= Условие задания =
Продолжите текст о селе Солнцевка и хозяйстве отца Прокофьева, начав сразу после его последнего предложения.

= Исходный текст =
_ _ _
Теперь — это село Красное Красноармейского района Донецкой области. В 1927 году, в ознаменование десятилетия Октябрьского переворота, Солнцевку переименовали; попытки вернуть ей в 1990-е историческое название, в память о детстве Прокофьева, покуда не увенчались успехом.

Солнцевы, от фамилии которых и происходило название, были курскими помещиками. В 1785 году Екатерина Великая даровала за исправную военную службу имение на землях Дикого поля некому полковнику Дмитрию Солнцеву, который переселил туда часть своих крепостных из Центральной России. Отсюда обилие русских фамилий и природный русский язык в восточноукраинском селе. К 1878 году, когда отец нашего героя Сергей Алексеевич Прокофьев (1846–1910) взялся налаживать дела в обширном, но запущенном и бездоходном хозяйстве, оно уже сменило трёх владельцев: Дмитрий Дмитриевич Солнцев приходился правнуком екатерининскому офицеру.

Агрономические успехи Сергея Алексеевича оказались столь значительны, что Солнцевка вскоре стала ежегодно давать от 40 до 60 тысяч рублей прибытка, 20 процентов от которых получал по договору сам С. А. Прокофьев, в дополнение к 1200 рублям положенного ему годового жалованья. Во всех смыслах примерное хозяйство заслуживает подробного описания как свидетельство о деятельной натуре Прокофьева-старшего и как пример того, в каких непоэтических обстоятельствах развилась порывистая и фантастическая натура его сына Сергея.
_ _ _
= Фрагменты данных с указанием точек =

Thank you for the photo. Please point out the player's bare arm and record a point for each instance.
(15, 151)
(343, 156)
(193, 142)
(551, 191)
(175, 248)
_ _ _
= Результат выполнения =
Большинство посевов возле села занимали озимые и яровые, для сбора и обмолота которых в Солнцевке были заведены не только рабочий скот, но и новейшие сельскохозяйственные машины, в том числе американские тракторы с заводов Маккормика. В селе работали, как установила краевед Е. А. Надтока, «черепичный и кирпичный заводы, паровая мельница, маслобойный и пивоваренный заводы, огромный конный завод, где разводили племенных лошадей; кузница, меховая мастерская, кабак, который приносил доход от 400 до 600 рублей. В 1904 году была открыта земская 4-класс-ная школа, где занятия проводились в две смены. Детей обучали два учителя, причём самым первым учителем была жена управляющего и мать Сергея Прокофьева — Мария Григорьевна, впоследствии попечитель этого учебного заведения».

«…Преподавание в школе приносило моей матери большое удовлетворение», — вспоминал будущий композитор.

Сергей Алексеевич хорошо платил работавшим у него, а ещё, как поведали мне коренные жители Солнцевки, частенько наливал мёду с «панской пасеки». Размах деятельности управляющего впечатлял.

Контрастом этому бурно развивающемуся хозяйству были диковатая природа и большая удалённость от культурных и даже от административных центров. Ближайший к Солнцевке город — тихий Бахмут (ныне — Артёмовск), известный ещё с 1571 года, как не был ничем примечателен в конце XIX века, так ничем не примечателен и в наши дни. Ближайшее промышленное поселение — горняцкая Юзовка, ныне разросшаяся до размеров Донецка, основана в 1869 году английским инженером Джоном Юзом (Хьюзом).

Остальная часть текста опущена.